*What the task requires*
Repeat word for word the part of the conspiracy-claim ruling below that opens with the words "Limitations Defense" and closes with "an ongoing conspiracy.".

*Selection*
☆ ☆ ☆ ☆ ☆

The gist of the section 1985(3) conspiracy claim is that Lt. Alvarado and Sgt. Salazar had a racial bias against Sgt. Manfredi and projected such bias onto Officer Plymale, who was under Sgt. Manfredi's supervision and who would not testify falsely to help "eliminate Sgt. Manfredi from the Department." The section 1985(3) conspiracy claim accuses Chief Dyer of knowing of Sgt. Salazar's "misrepresentations of evidence" and failure to initiate an "investigation" into Sgt. Salazar's "misconduct." The section 1985(3) claim concludes that the "Department's initiation and prosecution of disciplinary action for Plaintiff's October 10, 2005 conduct was retaliatory and racially motivated and was done in furtherance of the conspiracy of and by Defendants."

The FAC lacks necessary elements to allege a section 1985(3) conspiracy. The FAC attempts to extrapolate a bias against Sgt. Manfredi to Officer Plymale. The FAC lacks facts of intentional and purposeful deprivation of constitutional rights in that it focuses on a conspiracy to target Officer Plymale after he refused to assist with a plot against Sgt. Manfredi. Officer Plymale points to no authority to support such a section 1985(3) conspiracy claim. Officer Plymale's reliance on selective prosecution is unavailing to support a section 1985 claim, and the FAC lacks facts that Hispanic officers were shielded from investigation, unlike Officer Plymale, when they failed to testify falsely against a fellow officer to serve Lt. Alvarado and Sgt. Salazar's purposes. Officer Plymale's claim that non-Hispanics were subjected to internal affairs proceedings to which Hispanics were not fails to support a section 1985(3) conspiracy. Moreover, the FAC is devoid of allegations of overt acts reasonably related to promote a cognizable section 1985(3) conspiracy. Officer Plymale was granted an opportunity to attempt to plead a section 1985(3) conspiracy. Officer Plymale has failed twice, and a further attempt is unwarranted.

Limitations Defense

Defendants contend that the section 1985(3) conspiracy claim is further barred by the two-year limitations period. Officer Plymale argues the limitations period was tolled by an ongoing conspiracy.

☆ ☆ ☆ ☆ ☆

*Information provided*
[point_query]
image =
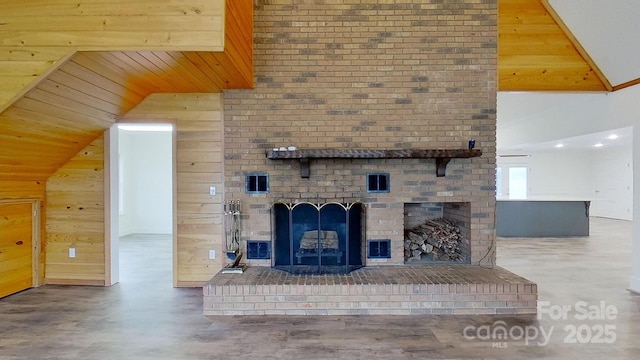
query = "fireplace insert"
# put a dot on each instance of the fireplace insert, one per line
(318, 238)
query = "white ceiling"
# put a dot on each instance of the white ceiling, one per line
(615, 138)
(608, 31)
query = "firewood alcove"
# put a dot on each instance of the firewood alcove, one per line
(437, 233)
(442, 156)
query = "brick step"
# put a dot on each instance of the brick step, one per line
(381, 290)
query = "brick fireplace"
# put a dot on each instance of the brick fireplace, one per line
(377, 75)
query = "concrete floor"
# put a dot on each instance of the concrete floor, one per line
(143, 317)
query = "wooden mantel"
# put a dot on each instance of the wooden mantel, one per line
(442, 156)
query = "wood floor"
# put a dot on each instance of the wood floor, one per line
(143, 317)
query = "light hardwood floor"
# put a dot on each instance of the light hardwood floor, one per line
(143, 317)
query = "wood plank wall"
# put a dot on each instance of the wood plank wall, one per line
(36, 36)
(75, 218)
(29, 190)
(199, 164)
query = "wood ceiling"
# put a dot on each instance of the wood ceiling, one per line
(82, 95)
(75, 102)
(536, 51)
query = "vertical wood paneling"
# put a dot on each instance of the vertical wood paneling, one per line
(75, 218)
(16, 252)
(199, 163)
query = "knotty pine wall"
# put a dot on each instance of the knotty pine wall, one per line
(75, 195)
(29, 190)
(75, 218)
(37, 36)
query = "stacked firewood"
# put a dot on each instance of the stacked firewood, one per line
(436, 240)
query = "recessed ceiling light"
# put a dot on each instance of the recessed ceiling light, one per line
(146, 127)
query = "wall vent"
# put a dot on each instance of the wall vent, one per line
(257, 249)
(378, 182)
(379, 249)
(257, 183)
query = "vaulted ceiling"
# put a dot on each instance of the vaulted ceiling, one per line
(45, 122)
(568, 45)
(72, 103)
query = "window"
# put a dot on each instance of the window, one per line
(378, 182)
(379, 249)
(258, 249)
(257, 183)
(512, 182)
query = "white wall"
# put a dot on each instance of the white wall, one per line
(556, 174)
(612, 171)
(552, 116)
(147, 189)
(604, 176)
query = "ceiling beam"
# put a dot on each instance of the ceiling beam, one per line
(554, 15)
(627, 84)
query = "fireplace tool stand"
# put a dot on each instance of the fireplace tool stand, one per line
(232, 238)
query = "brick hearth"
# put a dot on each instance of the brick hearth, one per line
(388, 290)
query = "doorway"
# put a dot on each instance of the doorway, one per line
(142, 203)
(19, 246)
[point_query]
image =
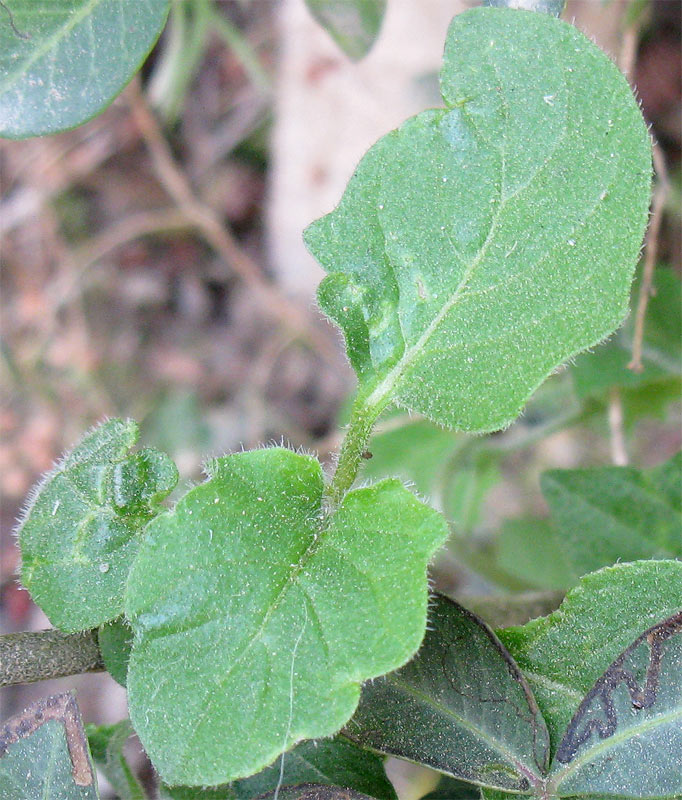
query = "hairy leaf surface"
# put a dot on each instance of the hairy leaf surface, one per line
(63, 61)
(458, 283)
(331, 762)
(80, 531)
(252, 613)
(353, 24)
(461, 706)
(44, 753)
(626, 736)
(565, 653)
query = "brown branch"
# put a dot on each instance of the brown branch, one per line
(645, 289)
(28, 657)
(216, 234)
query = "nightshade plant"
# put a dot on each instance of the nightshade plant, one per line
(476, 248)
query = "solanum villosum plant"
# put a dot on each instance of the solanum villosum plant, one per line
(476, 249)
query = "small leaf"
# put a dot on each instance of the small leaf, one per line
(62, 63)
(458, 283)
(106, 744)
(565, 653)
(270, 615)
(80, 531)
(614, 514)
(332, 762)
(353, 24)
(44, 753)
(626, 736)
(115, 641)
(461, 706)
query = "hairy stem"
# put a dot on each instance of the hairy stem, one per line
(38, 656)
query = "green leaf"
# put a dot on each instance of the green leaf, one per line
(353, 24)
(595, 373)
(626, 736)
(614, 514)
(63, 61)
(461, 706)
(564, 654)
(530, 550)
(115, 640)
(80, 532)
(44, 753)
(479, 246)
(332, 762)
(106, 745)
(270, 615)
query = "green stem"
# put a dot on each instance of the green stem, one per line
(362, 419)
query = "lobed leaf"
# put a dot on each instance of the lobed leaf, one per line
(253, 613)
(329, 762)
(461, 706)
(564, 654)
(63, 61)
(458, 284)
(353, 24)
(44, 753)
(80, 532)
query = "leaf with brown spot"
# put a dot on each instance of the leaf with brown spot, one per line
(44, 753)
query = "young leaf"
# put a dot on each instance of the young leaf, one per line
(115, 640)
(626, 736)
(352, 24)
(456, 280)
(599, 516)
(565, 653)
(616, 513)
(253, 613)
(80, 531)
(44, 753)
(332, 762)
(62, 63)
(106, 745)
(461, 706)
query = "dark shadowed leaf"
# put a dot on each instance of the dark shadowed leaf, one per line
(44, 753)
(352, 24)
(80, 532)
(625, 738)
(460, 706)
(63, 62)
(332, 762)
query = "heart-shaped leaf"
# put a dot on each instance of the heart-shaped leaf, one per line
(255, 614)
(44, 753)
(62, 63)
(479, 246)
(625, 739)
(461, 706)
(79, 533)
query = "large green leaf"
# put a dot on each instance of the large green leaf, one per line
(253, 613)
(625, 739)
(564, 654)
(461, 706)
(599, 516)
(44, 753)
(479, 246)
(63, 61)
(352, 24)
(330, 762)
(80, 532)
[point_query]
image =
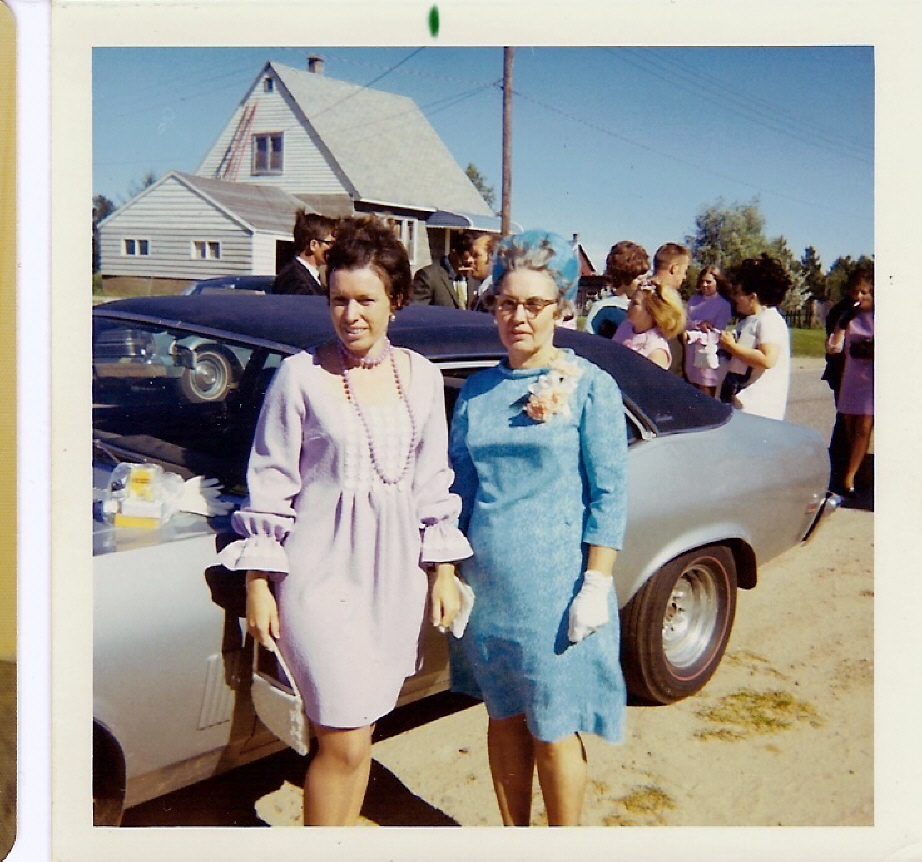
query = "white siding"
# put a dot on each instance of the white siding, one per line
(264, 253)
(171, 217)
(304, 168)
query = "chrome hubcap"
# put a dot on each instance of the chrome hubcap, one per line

☆ ☆ ☆ ☆ ☆

*Exercise response*
Limitations Defense

Defendants contend that the section 1985(3) conspiracy claim is further barred by the two-year limitations period. Officer Plymale argues the limitations period was tolled by an ongoing conspiracy.